[Opening Passage for review section]

Dive Brief:
- The Food and Drug Administration issued final guidance on medical device interoperability, paving the way for hospitals and other consumers to discern how specific devices share data.
- The 21-page document, released Tuesday, discusses specific considerations for developing and designing interoperable devices, as well as the content of premarket submissions and labeling for such devices.
- Manufacturers submitting applications up to 60 days after the guidance’s publication will not be expected to comply with the recommendations. However, the agency will review any such information if submitted, the guidance says.
Dive Insight:
Specifically, the FDA wants device makers to treat interoperability as an key objective of medical device design. Companies should perform appropriate verification, validation and risk-management activities and specify any functional, performance and interface characteristics that are relevant to the end user.

[Closing Passage for review section]
[Opening Listed records section]

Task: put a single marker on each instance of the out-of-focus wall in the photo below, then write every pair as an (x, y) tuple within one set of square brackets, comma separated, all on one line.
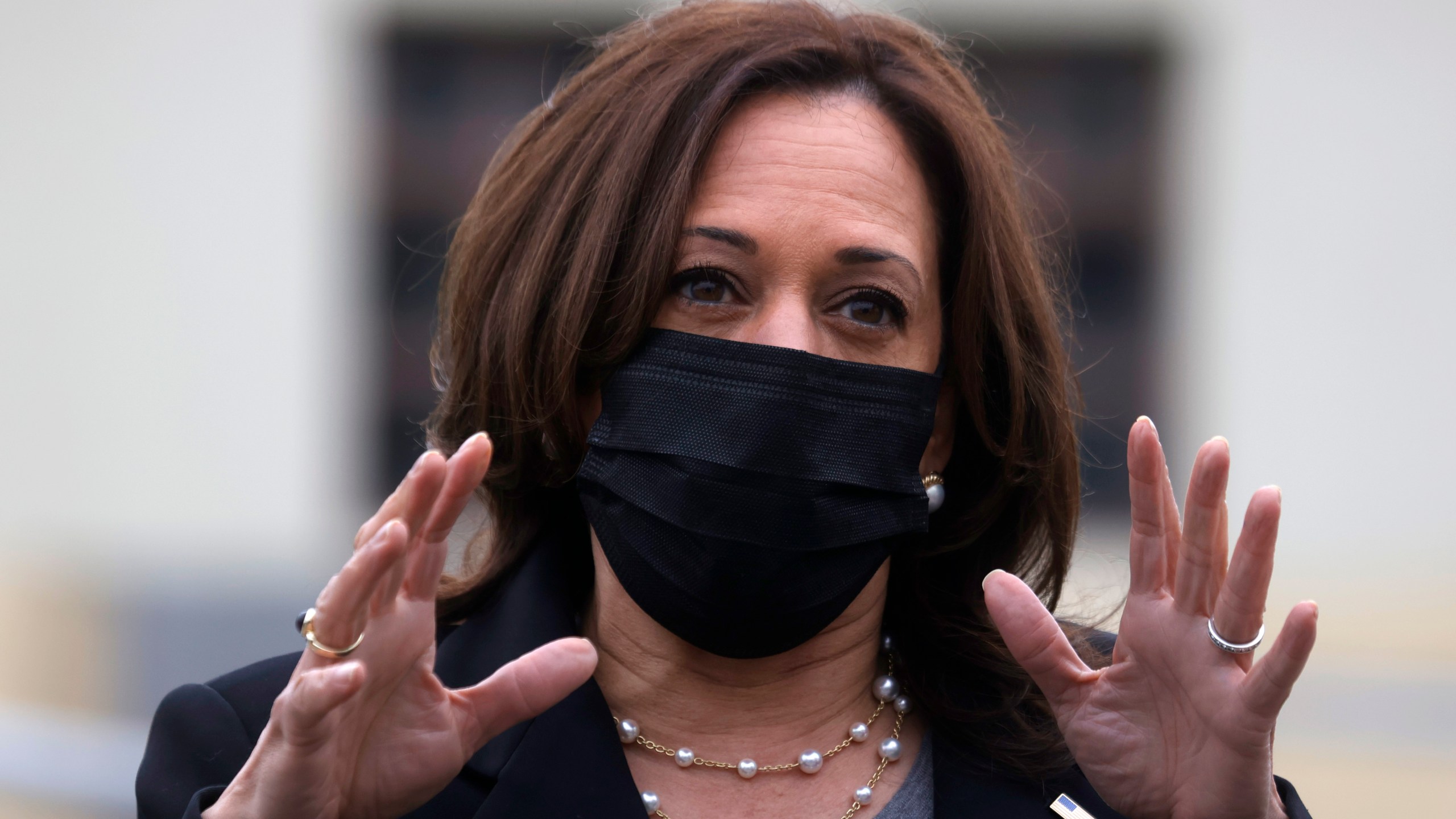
[(185, 348)]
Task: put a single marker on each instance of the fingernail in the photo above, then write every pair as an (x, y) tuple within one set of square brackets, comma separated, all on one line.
[(385, 532), (346, 674)]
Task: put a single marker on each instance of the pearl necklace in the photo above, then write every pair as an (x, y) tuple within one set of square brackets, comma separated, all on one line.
[(886, 690)]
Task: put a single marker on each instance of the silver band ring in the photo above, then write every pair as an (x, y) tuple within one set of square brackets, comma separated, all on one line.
[(306, 628), (1234, 647)]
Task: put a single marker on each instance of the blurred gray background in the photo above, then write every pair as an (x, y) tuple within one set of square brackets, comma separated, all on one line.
[(220, 235)]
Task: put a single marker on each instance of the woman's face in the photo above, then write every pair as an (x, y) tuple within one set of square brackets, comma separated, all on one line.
[(812, 228)]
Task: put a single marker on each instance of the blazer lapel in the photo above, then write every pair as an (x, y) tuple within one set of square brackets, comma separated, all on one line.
[(568, 761), (969, 789), (567, 766)]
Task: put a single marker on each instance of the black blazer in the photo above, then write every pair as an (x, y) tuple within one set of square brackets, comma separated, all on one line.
[(203, 734)]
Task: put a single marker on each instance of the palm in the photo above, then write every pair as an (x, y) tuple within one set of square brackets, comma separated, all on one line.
[(1173, 726), (378, 734), (410, 739)]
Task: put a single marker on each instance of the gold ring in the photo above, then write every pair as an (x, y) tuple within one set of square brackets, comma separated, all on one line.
[(306, 628)]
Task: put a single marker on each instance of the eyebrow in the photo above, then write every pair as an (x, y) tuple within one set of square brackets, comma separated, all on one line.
[(858, 254), (871, 255), (729, 235)]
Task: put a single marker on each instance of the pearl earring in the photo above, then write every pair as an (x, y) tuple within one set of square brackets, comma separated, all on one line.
[(934, 490)]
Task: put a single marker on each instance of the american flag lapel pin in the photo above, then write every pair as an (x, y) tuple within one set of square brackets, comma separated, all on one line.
[(1068, 809)]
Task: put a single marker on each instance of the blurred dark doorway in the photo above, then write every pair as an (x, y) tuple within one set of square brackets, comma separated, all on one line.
[(1083, 118)]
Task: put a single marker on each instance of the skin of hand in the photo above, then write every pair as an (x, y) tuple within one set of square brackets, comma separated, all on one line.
[(1174, 727), (376, 734)]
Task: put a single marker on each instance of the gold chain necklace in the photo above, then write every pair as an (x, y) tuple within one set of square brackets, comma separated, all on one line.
[(886, 691)]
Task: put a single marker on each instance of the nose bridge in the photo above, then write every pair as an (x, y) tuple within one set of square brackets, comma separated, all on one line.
[(785, 318)]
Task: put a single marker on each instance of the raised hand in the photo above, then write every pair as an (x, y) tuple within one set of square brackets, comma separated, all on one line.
[(376, 734), (1176, 727)]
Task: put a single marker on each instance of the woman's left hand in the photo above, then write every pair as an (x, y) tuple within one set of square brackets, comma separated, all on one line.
[(1176, 727)]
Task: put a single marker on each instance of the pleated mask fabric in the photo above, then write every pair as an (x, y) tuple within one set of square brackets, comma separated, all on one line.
[(744, 494)]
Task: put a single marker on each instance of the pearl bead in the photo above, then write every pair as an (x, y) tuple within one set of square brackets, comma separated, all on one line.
[(886, 688), (628, 730), (937, 494)]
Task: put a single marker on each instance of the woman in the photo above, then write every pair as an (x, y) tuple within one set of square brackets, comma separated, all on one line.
[(729, 305)]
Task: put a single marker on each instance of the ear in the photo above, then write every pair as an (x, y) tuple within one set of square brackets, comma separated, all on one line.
[(942, 439)]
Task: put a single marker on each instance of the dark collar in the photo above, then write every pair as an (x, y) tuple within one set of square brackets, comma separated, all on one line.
[(522, 773)]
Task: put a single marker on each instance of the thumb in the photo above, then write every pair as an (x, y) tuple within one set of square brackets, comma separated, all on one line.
[(524, 687), (1034, 639)]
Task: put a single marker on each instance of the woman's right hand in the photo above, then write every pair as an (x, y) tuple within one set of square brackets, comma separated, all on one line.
[(376, 734)]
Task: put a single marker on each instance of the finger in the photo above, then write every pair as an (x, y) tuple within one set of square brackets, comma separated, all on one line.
[(427, 557), (1145, 484), (313, 696), (523, 688), (1193, 589), (1221, 547), (424, 490), (1239, 610), (1173, 524), (1272, 680), (411, 499), (391, 507), (1034, 639), (342, 607)]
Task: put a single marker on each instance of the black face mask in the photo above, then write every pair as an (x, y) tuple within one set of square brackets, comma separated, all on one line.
[(744, 494)]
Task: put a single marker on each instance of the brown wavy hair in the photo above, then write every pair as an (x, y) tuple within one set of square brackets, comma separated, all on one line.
[(564, 255)]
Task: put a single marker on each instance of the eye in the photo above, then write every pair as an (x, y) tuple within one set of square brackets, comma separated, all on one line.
[(702, 284), (872, 308), (867, 312)]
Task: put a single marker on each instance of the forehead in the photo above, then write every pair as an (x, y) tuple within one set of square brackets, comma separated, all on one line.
[(828, 164)]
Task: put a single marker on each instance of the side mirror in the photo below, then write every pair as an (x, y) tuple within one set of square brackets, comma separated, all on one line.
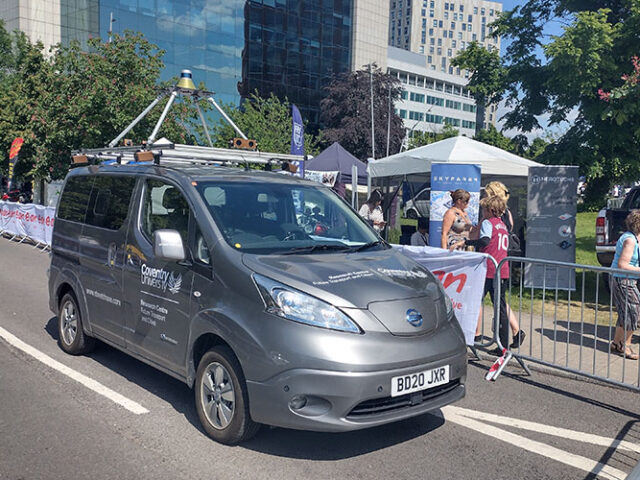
[(168, 244)]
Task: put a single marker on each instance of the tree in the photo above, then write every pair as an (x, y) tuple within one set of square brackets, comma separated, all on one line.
[(419, 138), (487, 77), (266, 120), (591, 55), (491, 136), (81, 99), (346, 112)]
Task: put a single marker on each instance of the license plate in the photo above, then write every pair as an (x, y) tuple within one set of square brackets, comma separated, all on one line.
[(414, 382)]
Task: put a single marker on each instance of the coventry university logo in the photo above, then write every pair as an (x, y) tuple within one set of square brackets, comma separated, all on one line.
[(161, 279)]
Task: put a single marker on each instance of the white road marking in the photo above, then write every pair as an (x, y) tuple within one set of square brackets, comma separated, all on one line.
[(547, 429), (577, 461), (90, 383)]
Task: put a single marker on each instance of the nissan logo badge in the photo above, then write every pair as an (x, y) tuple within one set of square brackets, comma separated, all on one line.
[(414, 317)]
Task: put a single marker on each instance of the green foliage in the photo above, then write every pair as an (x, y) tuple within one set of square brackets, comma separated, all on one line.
[(487, 82), (266, 120), (346, 112), (419, 138), (75, 99), (587, 60)]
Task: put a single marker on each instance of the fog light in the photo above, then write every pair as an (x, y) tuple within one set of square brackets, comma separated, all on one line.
[(298, 402)]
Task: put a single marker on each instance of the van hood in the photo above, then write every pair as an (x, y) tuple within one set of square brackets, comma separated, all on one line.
[(350, 280)]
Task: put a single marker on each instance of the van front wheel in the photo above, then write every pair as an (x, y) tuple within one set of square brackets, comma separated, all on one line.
[(221, 398), (71, 336)]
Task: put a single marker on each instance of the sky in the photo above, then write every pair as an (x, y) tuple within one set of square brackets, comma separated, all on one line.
[(553, 28)]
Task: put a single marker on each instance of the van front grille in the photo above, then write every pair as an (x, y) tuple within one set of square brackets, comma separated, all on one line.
[(377, 406)]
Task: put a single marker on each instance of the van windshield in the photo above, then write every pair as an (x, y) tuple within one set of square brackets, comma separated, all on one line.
[(261, 217)]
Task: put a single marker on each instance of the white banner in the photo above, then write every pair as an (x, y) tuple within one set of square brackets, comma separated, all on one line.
[(462, 274), (27, 220)]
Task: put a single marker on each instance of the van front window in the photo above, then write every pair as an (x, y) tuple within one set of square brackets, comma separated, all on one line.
[(261, 217)]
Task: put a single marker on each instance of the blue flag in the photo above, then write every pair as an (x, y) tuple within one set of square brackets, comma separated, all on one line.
[(297, 132)]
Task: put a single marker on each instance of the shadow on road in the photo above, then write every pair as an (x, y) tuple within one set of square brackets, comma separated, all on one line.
[(177, 393), (281, 442), (338, 446)]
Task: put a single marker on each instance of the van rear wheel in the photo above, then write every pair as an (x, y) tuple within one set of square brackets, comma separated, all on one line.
[(221, 398), (71, 336)]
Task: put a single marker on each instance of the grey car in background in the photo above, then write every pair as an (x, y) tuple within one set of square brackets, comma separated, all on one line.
[(265, 293)]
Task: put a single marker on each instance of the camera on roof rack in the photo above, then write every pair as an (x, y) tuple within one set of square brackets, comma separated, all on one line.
[(244, 144)]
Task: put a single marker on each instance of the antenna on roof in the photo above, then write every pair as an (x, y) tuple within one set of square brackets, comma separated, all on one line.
[(152, 151), (185, 87)]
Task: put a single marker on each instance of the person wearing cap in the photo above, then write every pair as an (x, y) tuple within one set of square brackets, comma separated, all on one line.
[(419, 238)]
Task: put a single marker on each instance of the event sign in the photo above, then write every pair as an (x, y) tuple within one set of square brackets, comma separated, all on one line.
[(27, 220), (462, 275), (16, 145), (551, 225), (297, 139), (326, 178), (445, 178)]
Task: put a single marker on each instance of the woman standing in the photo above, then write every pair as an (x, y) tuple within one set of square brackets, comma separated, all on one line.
[(498, 189), (456, 223), (371, 211), (494, 240), (624, 288)]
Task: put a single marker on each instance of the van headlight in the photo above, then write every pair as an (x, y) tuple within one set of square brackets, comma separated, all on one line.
[(292, 304)]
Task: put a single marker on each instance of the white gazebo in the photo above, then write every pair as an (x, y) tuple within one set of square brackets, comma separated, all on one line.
[(493, 161)]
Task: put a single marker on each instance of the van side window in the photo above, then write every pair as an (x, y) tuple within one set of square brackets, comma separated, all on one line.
[(164, 208), (109, 202), (75, 198), (201, 253)]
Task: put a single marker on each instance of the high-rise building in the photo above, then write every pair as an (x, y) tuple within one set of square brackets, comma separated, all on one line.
[(288, 47), (440, 30)]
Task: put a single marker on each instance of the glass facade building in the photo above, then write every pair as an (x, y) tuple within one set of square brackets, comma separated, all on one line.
[(288, 47)]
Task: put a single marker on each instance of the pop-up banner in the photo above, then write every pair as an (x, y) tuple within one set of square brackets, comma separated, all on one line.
[(27, 220), (462, 274), (445, 178)]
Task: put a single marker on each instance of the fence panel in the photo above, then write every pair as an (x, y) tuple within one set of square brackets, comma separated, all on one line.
[(571, 329)]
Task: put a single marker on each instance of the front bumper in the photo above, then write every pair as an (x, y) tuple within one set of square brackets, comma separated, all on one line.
[(344, 401)]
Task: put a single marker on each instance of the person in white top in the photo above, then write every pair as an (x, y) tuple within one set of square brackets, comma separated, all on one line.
[(419, 238), (371, 211)]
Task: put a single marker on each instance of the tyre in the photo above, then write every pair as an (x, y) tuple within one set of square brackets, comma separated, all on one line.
[(71, 336), (221, 398)]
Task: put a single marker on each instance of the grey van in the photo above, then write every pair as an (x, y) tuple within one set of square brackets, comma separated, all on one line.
[(267, 294)]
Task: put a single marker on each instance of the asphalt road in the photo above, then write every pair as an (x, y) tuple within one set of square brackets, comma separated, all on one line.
[(53, 426)]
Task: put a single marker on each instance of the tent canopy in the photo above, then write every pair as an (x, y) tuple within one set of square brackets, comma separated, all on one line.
[(492, 160), (337, 159)]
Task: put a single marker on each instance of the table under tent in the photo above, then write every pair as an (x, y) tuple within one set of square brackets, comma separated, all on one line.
[(413, 169)]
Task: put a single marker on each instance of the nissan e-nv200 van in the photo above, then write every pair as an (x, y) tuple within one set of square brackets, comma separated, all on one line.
[(265, 293)]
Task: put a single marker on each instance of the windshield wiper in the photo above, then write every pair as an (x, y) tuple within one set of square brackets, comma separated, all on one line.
[(316, 248), (364, 246)]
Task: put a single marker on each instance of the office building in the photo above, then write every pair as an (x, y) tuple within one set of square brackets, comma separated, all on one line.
[(440, 30), (288, 47), (430, 99)]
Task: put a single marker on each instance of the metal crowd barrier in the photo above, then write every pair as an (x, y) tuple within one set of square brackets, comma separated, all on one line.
[(569, 317)]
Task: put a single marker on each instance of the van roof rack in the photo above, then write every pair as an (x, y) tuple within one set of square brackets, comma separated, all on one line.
[(179, 154), (164, 152)]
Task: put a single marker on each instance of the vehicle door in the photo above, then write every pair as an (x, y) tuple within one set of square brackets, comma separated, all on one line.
[(158, 291), (101, 253)]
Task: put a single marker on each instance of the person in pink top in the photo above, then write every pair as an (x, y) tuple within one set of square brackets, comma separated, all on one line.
[(494, 240)]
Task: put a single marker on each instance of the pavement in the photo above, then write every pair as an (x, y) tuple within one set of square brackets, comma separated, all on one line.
[(574, 347)]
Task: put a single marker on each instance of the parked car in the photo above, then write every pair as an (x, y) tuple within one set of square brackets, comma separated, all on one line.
[(610, 225), (214, 276), (418, 206)]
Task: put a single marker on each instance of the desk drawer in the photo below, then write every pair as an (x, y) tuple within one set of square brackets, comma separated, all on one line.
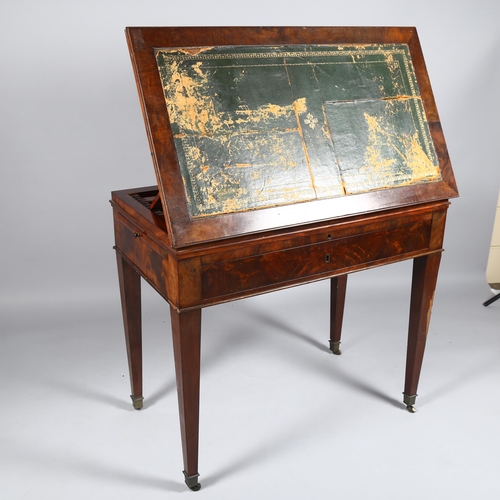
[(241, 276)]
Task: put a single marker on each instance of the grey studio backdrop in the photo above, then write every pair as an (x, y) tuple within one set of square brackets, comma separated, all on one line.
[(279, 416)]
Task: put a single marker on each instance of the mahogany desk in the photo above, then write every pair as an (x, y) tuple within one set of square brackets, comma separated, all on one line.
[(283, 156)]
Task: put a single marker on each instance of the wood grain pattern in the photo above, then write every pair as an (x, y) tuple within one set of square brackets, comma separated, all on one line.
[(197, 261)]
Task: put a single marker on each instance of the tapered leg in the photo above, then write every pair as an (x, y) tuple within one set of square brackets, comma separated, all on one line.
[(425, 272), (337, 300), (186, 333), (130, 292)]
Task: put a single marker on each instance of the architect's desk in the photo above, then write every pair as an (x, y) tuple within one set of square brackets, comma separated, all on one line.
[(283, 156)]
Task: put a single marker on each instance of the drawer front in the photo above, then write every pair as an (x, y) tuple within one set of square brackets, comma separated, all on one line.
[(134, 245), (242, 276)]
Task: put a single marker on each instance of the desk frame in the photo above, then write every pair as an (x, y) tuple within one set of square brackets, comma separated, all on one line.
[(184, 277), (195, 262)]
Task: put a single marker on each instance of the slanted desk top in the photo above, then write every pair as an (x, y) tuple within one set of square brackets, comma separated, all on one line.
[(283, 156), (255, 129)]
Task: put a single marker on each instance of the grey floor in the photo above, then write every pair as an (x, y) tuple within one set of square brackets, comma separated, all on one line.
[(280, 416)]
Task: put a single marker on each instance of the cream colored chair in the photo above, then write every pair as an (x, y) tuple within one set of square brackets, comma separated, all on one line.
[(493, 267)]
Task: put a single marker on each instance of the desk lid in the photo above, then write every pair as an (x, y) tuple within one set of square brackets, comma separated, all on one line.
[(254, 129)]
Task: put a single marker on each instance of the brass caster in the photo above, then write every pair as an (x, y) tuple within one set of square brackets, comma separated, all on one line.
[(409, 401), (335, 348), (192, 481), (137, 403)]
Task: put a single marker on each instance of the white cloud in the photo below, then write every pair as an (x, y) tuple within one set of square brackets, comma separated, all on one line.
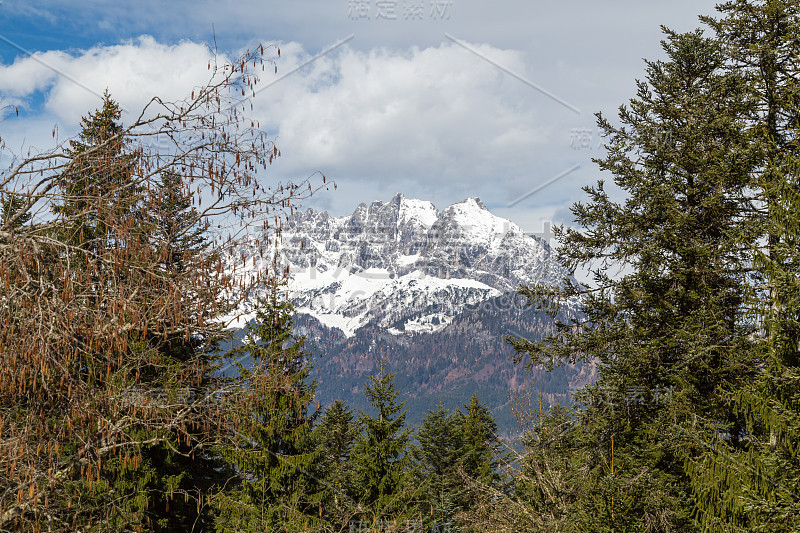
[(432, 117), (133, 72)]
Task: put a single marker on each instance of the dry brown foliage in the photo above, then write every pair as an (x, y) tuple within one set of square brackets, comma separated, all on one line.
[(89, 303)]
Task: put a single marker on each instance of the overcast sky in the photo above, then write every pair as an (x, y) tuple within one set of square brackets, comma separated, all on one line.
[(438, 99)]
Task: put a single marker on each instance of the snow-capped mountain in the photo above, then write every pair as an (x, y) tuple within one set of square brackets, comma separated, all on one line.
[(431, 292), (406, 267)]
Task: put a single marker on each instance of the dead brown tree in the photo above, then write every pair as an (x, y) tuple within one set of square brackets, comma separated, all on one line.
[(89, 302)]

[Closing Listed records section]

- **About this exercise**:
In the text above on the FDA's medical device interoperability guidance, reproduce word for word the stretch between "- The 21-page" and "for such devices.", inclusive.

- **Finished task**:
- The 21-page document, released Tuesday, discusses specific considerations for developing and designing interoperable devices, as well as the content of premarket submissions and labeling for such devices.